◆ TEXT SECTION

---*---

Paul said the trauma among those detained on Manus Island and Nauru was worse than that experienced in prison.

“It’s far worse than prison. I’ve worked in prisons … and in any number of psychiatric institutions throughout the years,” he said.

“In those places a prisoner, for example, has a fair bit of control over his or her own life.

“They know there’s a finite time when they’re coming out, they know that, and then they can get parole and if they modify their behaviour in such a way that they become a model prisoner they can halve that again.

“They can go and do courses which can reduce the amount of time, so there’s a whole lot that you can do in that environment to have control, but on Nauru or Manus Island it’s just indefinite detention, and you can do nothing to change that.

“And so you can self-harm, attempt suicide, it doesn’t change a thing.

“You can be the very best person you can be, and the most co-operative and most helpful – it doesn’t change thing.

“Every day is just an indefinite detention.

“And you’re being penalised for never having committed a crime, so it’s a terribly unjust, immoral … and the conditions are so much worse than jail – living in tents; 40-degree heat; dusty, dirty conditions; no fresh drinking water; insufficient meals and rations; no medical care to speak of, or very inadequate medical care; no freedoms to manage your own family or parent your own children.

“We push it out there and we say nobody can see it.

“It’s just disgusting what they’re doing.”

Paul, who is Queensland president of the Australian Democrats, has been campaigning against off-shore detention as a candidate at the past four federal elections, starting in 2007.

“What we’re doing is wrong on every level,” he said.

“It’s not just morally and compassionately wrong; it’s legally wrong and it’s politically wrong; and it’s brought on the condemnation of the world for the way that we’re treating asylum seekers.

“There’s no legal basis to what we’re doing.

“I believe we’ll pay dearly in compensations one day. You can’t use sovereign borders as a reason for detaining innocent people.”

Paul’s attitudes are grounded in his Catholic upbringing and especially from 20 years’ involvement with the Iona Passion Play in Brisbane.

He was stage manager for the play for much of that time.

“I was first in (the cast of the play) in 1971 when I was a schoolboy there (at Iona College, Wynnum) and then I came back and started stage-managing it in about 1984 – and right through, and I think the last time I did it was in about 2012,” he said.

“That’s been a big part of my life actually – a great crowd of people.”

That influence flows through to Paul’s work.

“One of the things that kept me in the Passion Play for so long is that I love that story,” he said.

---*---

◆ RECORDS SUPPLIED
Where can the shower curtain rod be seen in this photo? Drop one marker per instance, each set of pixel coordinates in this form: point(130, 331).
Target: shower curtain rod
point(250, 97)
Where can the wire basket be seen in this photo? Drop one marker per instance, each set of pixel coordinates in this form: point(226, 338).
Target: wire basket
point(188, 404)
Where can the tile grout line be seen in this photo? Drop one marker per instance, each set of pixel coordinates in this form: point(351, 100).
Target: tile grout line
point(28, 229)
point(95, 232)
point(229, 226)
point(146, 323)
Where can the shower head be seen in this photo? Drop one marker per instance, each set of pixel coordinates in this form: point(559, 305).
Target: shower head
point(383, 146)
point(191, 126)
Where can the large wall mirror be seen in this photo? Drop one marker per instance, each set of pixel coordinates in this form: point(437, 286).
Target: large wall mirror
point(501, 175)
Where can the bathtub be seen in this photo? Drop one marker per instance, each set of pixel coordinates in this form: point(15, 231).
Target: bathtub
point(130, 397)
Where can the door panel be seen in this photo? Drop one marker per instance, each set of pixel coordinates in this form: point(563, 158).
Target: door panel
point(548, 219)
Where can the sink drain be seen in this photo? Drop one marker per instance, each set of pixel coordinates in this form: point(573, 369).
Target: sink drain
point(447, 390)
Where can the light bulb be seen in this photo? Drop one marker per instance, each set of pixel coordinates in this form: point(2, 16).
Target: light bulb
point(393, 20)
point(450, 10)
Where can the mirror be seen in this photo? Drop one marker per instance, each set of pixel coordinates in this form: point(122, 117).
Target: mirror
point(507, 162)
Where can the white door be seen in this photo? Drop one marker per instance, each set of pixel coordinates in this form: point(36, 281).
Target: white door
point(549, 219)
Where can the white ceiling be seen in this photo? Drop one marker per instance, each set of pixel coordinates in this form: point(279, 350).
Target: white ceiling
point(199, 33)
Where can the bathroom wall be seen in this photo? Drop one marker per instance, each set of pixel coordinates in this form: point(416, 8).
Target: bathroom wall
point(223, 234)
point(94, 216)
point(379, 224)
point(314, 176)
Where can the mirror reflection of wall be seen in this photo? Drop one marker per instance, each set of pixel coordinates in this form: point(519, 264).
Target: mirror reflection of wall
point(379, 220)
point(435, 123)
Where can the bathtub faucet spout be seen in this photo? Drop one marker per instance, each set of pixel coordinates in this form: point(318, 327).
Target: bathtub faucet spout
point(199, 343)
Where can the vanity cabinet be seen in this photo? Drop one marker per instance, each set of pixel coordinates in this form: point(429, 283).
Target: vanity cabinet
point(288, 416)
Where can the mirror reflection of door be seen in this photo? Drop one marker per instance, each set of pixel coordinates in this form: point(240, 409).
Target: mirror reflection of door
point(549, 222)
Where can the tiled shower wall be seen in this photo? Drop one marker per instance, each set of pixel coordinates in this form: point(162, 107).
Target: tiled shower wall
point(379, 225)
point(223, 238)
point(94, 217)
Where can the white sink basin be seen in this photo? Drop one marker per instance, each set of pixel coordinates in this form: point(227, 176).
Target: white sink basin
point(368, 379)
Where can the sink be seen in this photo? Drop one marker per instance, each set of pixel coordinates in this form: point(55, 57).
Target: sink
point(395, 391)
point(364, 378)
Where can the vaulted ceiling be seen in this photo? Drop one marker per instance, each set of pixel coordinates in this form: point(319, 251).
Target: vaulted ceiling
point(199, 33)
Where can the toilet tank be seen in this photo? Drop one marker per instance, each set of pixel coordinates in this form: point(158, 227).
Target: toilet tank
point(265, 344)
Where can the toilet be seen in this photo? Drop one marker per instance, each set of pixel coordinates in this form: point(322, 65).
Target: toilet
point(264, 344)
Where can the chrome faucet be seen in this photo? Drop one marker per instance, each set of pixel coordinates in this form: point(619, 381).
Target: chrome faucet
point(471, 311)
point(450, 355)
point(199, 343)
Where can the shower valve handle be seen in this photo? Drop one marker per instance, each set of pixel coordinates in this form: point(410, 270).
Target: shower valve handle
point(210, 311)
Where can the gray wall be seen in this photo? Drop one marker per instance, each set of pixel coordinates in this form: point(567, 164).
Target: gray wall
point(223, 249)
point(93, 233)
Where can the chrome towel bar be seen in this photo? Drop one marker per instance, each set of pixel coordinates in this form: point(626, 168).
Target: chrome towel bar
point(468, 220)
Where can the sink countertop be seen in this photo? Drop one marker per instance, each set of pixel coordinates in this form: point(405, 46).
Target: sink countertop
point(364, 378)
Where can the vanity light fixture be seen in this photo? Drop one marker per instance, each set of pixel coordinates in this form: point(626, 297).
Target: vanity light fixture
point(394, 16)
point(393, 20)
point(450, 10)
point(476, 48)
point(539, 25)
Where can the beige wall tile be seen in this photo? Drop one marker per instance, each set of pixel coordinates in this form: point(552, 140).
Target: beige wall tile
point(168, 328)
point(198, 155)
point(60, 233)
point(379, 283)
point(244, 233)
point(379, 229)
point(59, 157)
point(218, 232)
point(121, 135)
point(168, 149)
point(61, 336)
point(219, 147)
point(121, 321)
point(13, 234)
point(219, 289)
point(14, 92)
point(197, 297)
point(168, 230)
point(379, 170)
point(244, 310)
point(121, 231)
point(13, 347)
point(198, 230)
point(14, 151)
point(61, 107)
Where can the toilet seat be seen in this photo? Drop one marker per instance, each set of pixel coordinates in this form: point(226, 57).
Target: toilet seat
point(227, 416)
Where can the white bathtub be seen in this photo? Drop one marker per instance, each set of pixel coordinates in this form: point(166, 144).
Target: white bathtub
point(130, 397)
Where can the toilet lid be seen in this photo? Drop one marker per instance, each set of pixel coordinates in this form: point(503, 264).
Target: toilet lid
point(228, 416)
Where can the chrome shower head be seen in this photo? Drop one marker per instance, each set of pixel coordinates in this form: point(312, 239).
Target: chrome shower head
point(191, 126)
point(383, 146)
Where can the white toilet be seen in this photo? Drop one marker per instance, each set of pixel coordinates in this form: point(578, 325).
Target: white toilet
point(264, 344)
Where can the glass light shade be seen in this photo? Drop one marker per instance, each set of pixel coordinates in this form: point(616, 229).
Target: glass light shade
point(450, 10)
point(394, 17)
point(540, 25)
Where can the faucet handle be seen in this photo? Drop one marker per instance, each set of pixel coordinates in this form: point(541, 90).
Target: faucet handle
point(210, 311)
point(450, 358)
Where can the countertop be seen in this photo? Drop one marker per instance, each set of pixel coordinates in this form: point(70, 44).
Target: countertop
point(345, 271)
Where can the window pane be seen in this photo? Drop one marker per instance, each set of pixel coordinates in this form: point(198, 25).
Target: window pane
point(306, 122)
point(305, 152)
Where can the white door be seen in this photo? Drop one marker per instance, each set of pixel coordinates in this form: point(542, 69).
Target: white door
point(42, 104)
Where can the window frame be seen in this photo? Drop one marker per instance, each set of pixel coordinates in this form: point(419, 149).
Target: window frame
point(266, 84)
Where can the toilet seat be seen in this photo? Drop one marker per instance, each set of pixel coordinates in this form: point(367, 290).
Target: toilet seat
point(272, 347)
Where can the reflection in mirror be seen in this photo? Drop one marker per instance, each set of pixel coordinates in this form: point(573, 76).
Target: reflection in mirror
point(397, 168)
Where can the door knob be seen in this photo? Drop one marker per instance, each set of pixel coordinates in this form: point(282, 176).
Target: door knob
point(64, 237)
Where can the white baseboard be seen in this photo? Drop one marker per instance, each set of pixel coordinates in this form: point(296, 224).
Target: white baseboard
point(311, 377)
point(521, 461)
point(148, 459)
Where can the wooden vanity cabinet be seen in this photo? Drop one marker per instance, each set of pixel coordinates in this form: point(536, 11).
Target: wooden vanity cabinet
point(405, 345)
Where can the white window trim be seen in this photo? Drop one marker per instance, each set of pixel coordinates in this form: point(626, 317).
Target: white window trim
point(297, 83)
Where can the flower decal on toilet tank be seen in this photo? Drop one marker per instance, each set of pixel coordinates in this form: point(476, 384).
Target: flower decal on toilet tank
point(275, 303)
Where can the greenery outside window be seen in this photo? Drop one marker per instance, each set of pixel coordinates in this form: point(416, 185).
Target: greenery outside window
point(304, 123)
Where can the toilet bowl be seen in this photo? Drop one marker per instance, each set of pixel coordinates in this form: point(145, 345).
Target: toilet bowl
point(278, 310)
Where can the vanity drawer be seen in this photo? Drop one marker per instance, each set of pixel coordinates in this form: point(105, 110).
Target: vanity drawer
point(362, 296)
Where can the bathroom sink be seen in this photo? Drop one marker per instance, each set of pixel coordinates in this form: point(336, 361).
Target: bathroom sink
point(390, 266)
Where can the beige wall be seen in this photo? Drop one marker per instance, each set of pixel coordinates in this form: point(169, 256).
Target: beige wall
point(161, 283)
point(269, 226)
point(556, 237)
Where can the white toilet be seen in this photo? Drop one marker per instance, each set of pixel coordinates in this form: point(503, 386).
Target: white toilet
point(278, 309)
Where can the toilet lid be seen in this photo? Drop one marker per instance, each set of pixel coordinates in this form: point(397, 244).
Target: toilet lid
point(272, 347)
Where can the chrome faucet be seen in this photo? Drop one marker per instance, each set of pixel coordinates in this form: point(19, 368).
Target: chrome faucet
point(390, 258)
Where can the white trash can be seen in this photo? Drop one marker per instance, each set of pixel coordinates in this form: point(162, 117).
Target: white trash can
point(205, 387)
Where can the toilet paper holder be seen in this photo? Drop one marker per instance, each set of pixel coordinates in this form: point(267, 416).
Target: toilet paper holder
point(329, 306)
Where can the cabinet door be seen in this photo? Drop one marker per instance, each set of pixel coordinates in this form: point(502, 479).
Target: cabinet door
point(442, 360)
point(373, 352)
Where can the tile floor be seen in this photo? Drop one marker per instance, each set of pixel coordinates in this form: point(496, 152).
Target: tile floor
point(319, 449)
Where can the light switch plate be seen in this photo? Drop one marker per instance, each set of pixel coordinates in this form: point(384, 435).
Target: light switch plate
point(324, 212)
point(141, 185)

---*---

◆ WHAT TO DO
a: Reproduce the part of the offshore detention passage above that opens with the words containing "Paul, who is" and closes with "what we’re doing.".
b: According to the offshore detention passage, in what year was Paul first in the cast of the Iona Passion Play?

◆ SOLUTIONS TO THE PROBLEMS
a:
Paul, who is Queensland president of the Australian Democrats, has been campaigning against off-shore detention as a candidate at the past four federal elections, starting in 2007.

“What we’re doing is wrong on every level,” he said.

“It’s not just morally and compassionately wrong; it’s legally wrong and it’s politically wrong; and it’s brought on the condemnation of the world for the way that we’re treating asylum seekers.

“There’s no legal basis to what we’re doing.

b: 1971